> **JOB**
Rewrite the listing below with every "one dot" changed to "a single point", keeping everything else the same.

[start of EXTRACTED DATA]

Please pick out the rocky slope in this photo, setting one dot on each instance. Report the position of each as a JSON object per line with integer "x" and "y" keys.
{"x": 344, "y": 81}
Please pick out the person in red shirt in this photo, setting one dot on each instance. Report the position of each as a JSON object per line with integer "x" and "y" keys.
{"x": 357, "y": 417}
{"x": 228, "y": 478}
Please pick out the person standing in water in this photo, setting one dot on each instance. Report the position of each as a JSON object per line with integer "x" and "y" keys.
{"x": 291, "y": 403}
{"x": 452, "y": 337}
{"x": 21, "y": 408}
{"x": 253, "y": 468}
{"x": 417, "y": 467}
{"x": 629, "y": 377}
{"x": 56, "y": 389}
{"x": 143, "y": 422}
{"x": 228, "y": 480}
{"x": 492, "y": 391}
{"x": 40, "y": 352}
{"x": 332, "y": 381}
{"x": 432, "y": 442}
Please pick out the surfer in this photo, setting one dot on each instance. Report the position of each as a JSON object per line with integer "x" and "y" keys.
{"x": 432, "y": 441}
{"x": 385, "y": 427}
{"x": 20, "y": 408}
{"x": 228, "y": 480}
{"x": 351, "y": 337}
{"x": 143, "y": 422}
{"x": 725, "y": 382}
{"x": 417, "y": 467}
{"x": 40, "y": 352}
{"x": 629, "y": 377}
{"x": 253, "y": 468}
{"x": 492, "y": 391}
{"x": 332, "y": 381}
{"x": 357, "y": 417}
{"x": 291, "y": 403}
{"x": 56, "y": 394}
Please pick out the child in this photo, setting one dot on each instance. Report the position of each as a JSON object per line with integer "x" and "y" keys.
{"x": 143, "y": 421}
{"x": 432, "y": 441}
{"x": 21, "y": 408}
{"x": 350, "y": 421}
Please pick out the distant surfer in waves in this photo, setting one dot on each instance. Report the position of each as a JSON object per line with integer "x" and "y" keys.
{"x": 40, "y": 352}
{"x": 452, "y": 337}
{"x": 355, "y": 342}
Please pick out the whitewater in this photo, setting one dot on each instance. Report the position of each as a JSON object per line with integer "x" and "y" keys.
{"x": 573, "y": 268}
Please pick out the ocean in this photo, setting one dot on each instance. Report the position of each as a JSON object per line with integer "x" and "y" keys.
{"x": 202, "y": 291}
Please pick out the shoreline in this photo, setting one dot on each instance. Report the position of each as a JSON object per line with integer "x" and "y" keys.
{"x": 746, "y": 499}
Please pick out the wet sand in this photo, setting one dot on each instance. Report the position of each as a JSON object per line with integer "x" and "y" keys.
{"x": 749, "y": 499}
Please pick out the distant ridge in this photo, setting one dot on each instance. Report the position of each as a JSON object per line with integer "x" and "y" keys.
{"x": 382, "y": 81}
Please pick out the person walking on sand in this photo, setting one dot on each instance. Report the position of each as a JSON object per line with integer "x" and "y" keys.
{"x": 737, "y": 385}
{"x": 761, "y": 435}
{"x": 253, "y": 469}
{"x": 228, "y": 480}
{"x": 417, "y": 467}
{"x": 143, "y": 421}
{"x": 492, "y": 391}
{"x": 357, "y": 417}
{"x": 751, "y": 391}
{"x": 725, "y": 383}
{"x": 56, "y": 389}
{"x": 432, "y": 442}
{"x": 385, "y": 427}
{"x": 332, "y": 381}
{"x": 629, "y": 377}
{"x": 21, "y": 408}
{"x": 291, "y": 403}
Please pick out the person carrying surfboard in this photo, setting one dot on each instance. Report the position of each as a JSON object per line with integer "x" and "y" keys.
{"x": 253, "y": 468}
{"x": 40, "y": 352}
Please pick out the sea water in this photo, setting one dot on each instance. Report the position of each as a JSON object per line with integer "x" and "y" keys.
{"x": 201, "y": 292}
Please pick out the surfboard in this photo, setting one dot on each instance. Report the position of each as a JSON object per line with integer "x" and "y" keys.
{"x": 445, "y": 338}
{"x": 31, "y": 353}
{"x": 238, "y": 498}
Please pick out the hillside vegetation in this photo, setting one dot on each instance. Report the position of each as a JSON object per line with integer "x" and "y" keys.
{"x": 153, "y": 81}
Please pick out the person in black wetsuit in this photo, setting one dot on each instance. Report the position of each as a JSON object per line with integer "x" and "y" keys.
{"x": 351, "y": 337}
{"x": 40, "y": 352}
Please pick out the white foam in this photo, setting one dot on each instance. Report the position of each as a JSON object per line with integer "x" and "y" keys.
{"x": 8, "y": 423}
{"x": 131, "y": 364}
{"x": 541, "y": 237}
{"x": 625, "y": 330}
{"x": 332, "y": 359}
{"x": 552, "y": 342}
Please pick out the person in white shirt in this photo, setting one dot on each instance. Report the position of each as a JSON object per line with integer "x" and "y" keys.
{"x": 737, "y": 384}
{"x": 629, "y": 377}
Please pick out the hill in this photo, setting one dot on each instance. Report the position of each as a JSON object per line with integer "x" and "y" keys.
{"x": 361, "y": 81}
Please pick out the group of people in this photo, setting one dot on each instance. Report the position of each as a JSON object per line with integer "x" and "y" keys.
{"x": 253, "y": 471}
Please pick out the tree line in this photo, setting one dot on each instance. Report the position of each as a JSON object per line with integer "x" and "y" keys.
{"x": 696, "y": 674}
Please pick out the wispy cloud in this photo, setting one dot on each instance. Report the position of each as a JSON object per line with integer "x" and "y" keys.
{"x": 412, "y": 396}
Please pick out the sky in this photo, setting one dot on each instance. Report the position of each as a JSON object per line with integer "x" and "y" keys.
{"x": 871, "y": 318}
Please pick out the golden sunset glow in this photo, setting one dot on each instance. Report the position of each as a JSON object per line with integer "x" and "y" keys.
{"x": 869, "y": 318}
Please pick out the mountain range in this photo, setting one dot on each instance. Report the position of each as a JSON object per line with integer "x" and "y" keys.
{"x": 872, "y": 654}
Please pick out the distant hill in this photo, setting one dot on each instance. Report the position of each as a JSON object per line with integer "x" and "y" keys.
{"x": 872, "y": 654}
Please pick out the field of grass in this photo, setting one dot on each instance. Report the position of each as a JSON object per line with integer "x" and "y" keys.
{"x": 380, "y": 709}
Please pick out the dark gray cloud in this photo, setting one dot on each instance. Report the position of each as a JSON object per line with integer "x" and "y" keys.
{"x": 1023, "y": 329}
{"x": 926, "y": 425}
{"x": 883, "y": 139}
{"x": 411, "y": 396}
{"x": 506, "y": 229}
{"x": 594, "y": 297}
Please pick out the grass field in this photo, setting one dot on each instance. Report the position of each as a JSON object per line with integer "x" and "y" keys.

[end of EXTRACTED DATA]

> **EXPECTED OUTPUT**
Please pick out the rocky slope in this photo, setting a single point on each instance. Report the position of each as a JSON object per line with integer "x" and "y" keys.
{"x": 344, "y": 81}
Please pick out the person in red shirt in this photo, setting a single point on each instance. Report the position of each as a JSON object per line with integer "x" and "y" keys.
{"x": 357, "y": 417}
{"x": 228, "y": 478}
Please pick out the person standing in water in this photo, setting a single point on each instance. Report the position of each as a JSON object per line with integer "x" and "y" keys.
{"x": 291, "y": 403}
{"x": 452, "y": 337}
{"x": 21, "y": 408}
{"x": 253, "y": 468}
{"x": 417, "y": 467}
{"x": 629, "y": 377}
{"x": 56, "y": 389}
{"x": 143, "y": 422}
{"x": 228, "y": 480}
{"x": 492, "y": 391}
{"x": 40, "y": 352}
{"x": 332, "y": 381}
{"x": 432, "y": 442}
Please pick out the surfer in this photo, setting a single point on each instance. Report the position of each as a JSON object per line with integer "x" and "y" keys.
{"x": 432, "y": 441}
{"x": 385, "y": 427}
{"x": 20, "y": 408}
{"x": 228, "y": 480}
{"x": 351, "y": 337}
{"x": 143, "y": 422}
{"x": 725, "y": 382}
{"x": 417, "y": 467}
{"x": 40, "y": 352}
{"x": 629, "y": 377}
{"x": 253, "y": 468}
{"x": 492, "y": 391}
{"x": 332, "y": 381}
{"x": 357, "y": 417}
{"x": 291, "y": 403}
{"x": 56, "y": 394}
Please pick out the child in this photo, setting a single point on each instance. Report the position of each as a JSON object per line with integer "x" and "y" keys.
{"x": 143, "y": 421}
{"x": 432, "y": 441}
{"x": 21, "y": 408}
{"x": 350, "y": 421}
Please pick out the distant surfer in waves in this photo, setting a single point on each instance. Report the position of each as a JSON object per line with integer "x" and "y" keys.
{"x": 40, "y": 352}
{"x": 452, "y": 337}
{"x": 355, "y": 342}
Please pick out the whitewater in this photo, setting a single point on each instance. Report the position of each as a JSON object per line with integer "x" and "y" keys.
{"x": 573, "y": 268}
Please pick out the ocean in this photo, setting a single point on each instance. Report the position of each as a JSON object per line with integer "x" and "y" keys.
{"x": 202, "y": 291}
Please pick out the shoreline in this photo, setting a single point on each instance. Report the position of each as a JSON object per line with integer "x" and "y" keys.
{"x": 746, "y": 499}
Please pick out the wet sand in this photo, setting a single point on each instance. Report the position of each as a JSON object per line with integer "x" and "y" keys.
{"x": 749, "y": 499}
Please pick out the distant ridge in this photo, setting a single point on each instance. Report the position of each as a JSON object per line with integer "x" and "y" keys.
{"x": 382, "y": 81}
Please pick out the person walking on sand in this photo, setting a single point on each instance. Report the position of each as a JSON object per line with integer "x" and "y" keys.
{"x": 737, "y": 385}
{"x": 761, "y": 435}
{"x": 253, "y": 469}
{"x": 228, "y": 480}
{"x": 417, "y": 467}
{"x": 143, "y": 421}
{"x": 492, "y": 391}
{"x": 357, "y": 417}
{"x": 751, "y": 391}
{"x": 725, "y": 383}
{"x": 56, "y": 389}
{"x": 432, "y": 442}
{"x": 385, "y": 427}
{"x": 332, "y": 381}
{"x": 629, "y": 377}
{"x": 21, "y": 408}
{"x": 291, "y": 403}
Please pick out the person carrying surfboard in this photo, setting a single point on each instance. Report the position of each as a JSON object per line with integer "x" and "y" keys.
{"x": 253, "y": 468}
{"x": 40, "y": 352}
Please pick out the sea water in this photo, setting a single point on each instance. Report the position of each as a JSON object per line with integer "x" and "y" keys.
{"x": 201, "y": 292}
Please pick out the surfboard in this photo, setting a single point on each instance. Report the position of each as a JSON object per line with integer "x" and "y" keys.
{"x": 445, "y": 338}
{"x": 31, "y": 353}
{"x": 238, "y": 498}
Please pick out the hillside vegetation in this photo, setting a single point on each instance. Report the position of each as a JSON object per line with integer "x" and "y" keys.
{"x": 153, "y": 81}
Please pick out the person in black wetsuit in this photo, setting a single point on each instance. Report the position of each as a JSON object per line with integer "x" and "y" keys.
{"x": 351, "y": 337}
{"x": 40, "y": 352}
Please pick out the white foam in this photo, setting a single point on each instance. Report the position of each as a JSON object per line with integer "x" and "y" keys.
{"x": 8, "y": 423}
{"x": 131, "y": 364}
{"x": 541, "y": 237}
{"x": 625, "y": 330}
{"x": 332, "y": 359}
{"x": 552, "y": 342}
Please pick out the person in white shirt in this photo, setting a single point on each instance. Report the position of each as a JSON object per line with integer "x" and "y" keys.
{"x": 737, "y": 384}
{"x": 629, "y": 377}
Please pick out the hill in this photo, setting a single point on each instance. Report the position of each as a JSON object per line with integer "x" and "y" keys.
{"x": 361, "y": 81}
Please pick out the group of people in this photo, setting a single point on each instance. Report the position of each as a JSON object per line with integer "x" and "y" keys.
{"x": 253, "y": 471}
Please pick out the tree line in this photo, setting a single point on each instance. Report the position of each as a JSON object per line with integer "x" and "y" keys.
{"x": 696, "y": 674}
Please pick out the wispy cloud in this photo, setting a single point on each instance. Report the position of each as a JSON object per line with integer "x" and "y" keys.
{"x": 412, "y": 396}
Please pick out the sky in this photo, setting a single point on each instance. Report the position of each as a JSON object per line with integer "x" and "y" keys.
{"x": 871, "y": 318}
Please pick out the golden sunset glow in this photo, setting a single point on each instance. Report the position of each as a JSON object per line with integer "x" and "y" keys.
{"x": 869, "y": 318}
Please pick out the mountain range in this photo, setting a single point on each instance. Report the position of each as a JSON object per line with integer "x" and "y" keys.
{"x": 872, "y": 654}
Please pick out the distant hill in this photo, setting a single point on each instance. Report the position of each as a JSON object per line with integer "x" and "y" keys.
{"x": 872, "y": 654}
Please pick out the field of grass in this photo, setting a single point on each instance. Report the position of each as a JSON object per line with integer "x" and "y" keys.
{"x": 380, "y": 709}
Please pick out the dark gray cloud in this photo, setting a single point on each instance. Report the position of each as a JSON object per line with integer "x" and "y" keys.
{"x": 1023, "y": 329}
{"x": 926, "y": 425}
{"x": 883, "y": 139}
{"x": 411, "y": 396}
{"x": 506, "y": 229}
{"x": 594, "y": 297}
Please pick out the grass field in this photo, setting a single point on each instance. Report the position of each as a JSON object per line with integer "x" and "y" keys.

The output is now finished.